__What you have to do__
Could you write out, word for word, each line from the one containing "hairy forearm -> box" to the last line of the data below, both included and nothing more?

(Exercise data)

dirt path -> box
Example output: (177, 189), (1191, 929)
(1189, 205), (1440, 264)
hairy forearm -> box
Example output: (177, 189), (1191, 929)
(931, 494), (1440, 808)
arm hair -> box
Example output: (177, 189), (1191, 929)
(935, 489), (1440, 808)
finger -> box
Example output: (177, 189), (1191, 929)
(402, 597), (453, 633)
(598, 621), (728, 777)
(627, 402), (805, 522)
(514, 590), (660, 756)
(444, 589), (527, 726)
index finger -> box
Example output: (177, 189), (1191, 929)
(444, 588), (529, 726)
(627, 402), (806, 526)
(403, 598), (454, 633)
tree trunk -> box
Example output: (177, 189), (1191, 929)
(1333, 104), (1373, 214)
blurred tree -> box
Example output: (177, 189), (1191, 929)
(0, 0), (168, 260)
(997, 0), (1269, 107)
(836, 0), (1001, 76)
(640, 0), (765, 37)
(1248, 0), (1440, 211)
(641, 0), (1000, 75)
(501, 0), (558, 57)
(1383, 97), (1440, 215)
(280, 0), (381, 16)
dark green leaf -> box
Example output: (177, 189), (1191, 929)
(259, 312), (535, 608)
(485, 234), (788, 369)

(End Exercise data)

__Answer to this problem__
hairy forearm -> box
Example output: (177, 189), (1191, 929)
(931, 494), (1440, 808)
arm hair -> box
Example output: (177, 189), (1191, 929)
(935, 489), (1440, 808)
finger -> box
Example output: (177, 189), (1191, 929)
(402, 597), (453, 633)
(598, 621), (728, 777)
(627, 402), (805, 522)
(514, 590), (660, 756)
(444, 589), (527, 726)
index finger -> box
Example output: (177, 189), (1191, 929)
(444, 588), (529, 726)
(627, 402), (806, 526)
(403, 598), (454, 633)
tree trunk -> box
Example output: (177, 189), (1191, 929)
(1333, 104), (1373, 214)
blurred tree -> box
Example output: (177, 189), (1191, 929)
(0, 0), (168, 260)
(997, 0), (1269, 107)
(836, 0), (1001, 76)
(640, 0), (765, 37)
(1248, 0), (1440, 211)
(641, 0), (1000, 75)
(501, 0), (558, 57)
(1383, 97), (1440, 215)
(280, 0), (381, 16)
dark green leaf -> box
Example output: (177, 189), (1191, 929)
(259, 312), (535, 608)
(485, 234), (788, 369)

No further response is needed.